▶ [Source data]
Segment Open
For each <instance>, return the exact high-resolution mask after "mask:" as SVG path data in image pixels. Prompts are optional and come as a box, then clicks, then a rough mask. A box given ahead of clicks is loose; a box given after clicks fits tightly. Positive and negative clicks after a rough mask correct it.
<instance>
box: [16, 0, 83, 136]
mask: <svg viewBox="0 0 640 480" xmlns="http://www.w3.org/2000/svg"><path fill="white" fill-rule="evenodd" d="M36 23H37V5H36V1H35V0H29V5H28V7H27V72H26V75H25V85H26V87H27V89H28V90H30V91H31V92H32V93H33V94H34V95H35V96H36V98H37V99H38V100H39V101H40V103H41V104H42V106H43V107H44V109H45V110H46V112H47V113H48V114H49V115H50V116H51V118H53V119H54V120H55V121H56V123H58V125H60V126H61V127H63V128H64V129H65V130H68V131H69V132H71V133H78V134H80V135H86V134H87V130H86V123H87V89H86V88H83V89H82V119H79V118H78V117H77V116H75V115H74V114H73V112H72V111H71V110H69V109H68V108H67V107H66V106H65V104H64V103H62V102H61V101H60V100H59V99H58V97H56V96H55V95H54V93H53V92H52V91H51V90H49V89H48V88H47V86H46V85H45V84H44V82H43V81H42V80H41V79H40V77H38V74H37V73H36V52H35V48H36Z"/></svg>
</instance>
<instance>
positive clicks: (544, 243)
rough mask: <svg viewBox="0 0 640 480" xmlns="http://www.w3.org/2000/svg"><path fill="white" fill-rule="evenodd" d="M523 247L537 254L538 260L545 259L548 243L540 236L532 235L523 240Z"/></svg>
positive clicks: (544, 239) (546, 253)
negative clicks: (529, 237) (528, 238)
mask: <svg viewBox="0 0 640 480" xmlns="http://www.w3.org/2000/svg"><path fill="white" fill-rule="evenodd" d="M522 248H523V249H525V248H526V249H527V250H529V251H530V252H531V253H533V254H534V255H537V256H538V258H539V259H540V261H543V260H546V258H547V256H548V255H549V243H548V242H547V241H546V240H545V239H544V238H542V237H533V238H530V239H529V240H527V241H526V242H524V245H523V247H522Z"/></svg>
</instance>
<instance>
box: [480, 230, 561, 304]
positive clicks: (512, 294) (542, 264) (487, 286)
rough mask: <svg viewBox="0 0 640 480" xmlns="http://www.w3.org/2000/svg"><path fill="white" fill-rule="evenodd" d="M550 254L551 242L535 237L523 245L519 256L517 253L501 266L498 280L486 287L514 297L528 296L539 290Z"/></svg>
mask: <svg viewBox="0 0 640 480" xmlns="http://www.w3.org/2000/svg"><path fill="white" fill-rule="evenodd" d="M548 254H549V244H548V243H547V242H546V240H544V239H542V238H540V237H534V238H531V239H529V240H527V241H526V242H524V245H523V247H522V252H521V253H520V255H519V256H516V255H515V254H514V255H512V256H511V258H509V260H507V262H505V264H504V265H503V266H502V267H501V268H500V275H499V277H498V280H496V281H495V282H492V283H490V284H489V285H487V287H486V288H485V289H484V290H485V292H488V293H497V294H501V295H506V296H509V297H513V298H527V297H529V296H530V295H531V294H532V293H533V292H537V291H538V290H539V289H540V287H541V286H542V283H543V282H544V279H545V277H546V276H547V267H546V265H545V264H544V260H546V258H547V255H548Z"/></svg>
Segment Closed
Segment Open
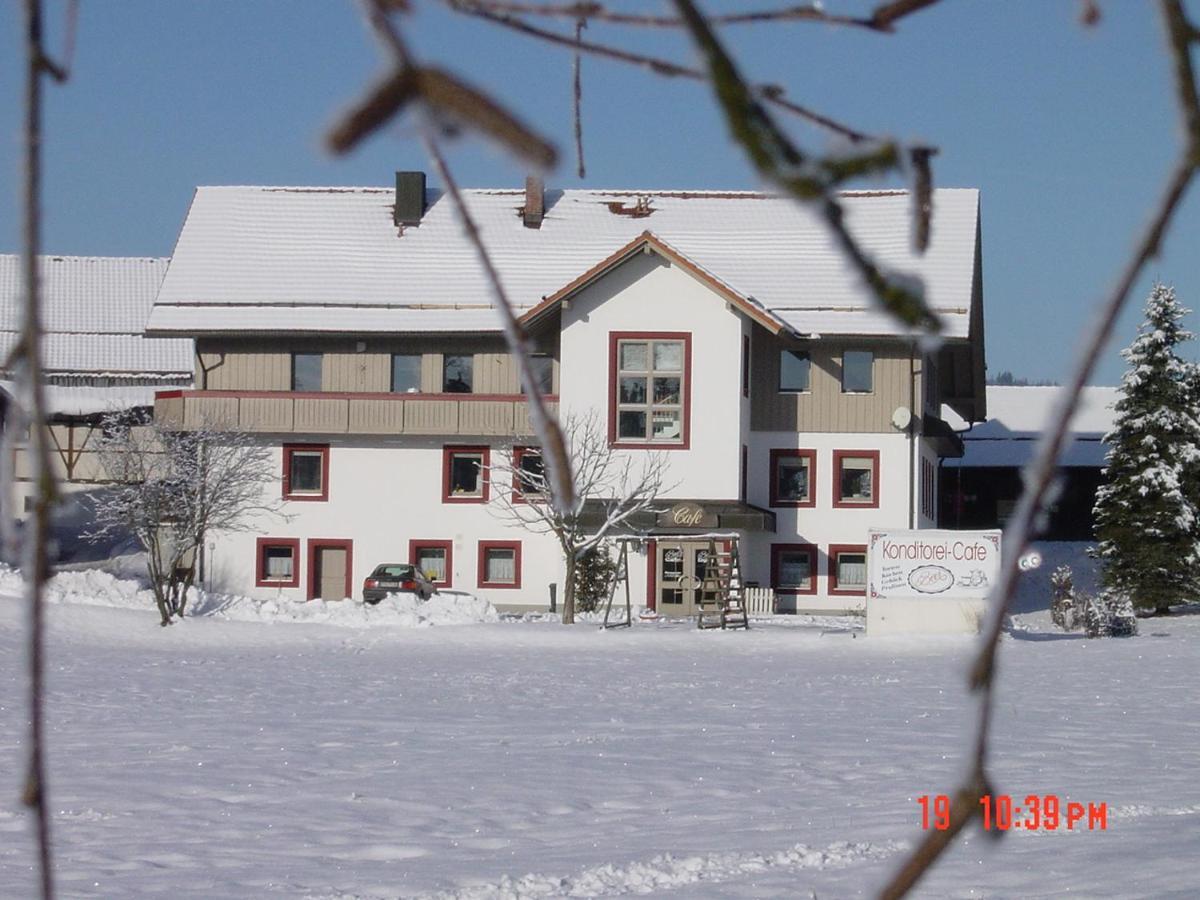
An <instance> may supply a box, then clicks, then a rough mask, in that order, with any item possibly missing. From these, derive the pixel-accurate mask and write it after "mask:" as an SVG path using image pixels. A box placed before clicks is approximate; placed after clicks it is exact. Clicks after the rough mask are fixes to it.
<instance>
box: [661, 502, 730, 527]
Segment Closed
▶ [Task details] Rewrite only the listing lines from the line with "For each <instance>, return" to the line with "box: [16, 0, 83, 136]", inclusive, putting "coarse mask" wherever "rough mask" appears and keeping all other text identical.

▶ [Problem solution]
For each <instance>, return the exact high-resolution mask after "mask:" as SVG path data in image pixels. Prompts are optional and come as a box, then clicks, then a coarse mask. A box given ahead of clicks is loose; a box given after clicks fits tightly. Positive and negative clicks after a coarse mask correct it.
<instance>
box: [16, 0, 83, 136]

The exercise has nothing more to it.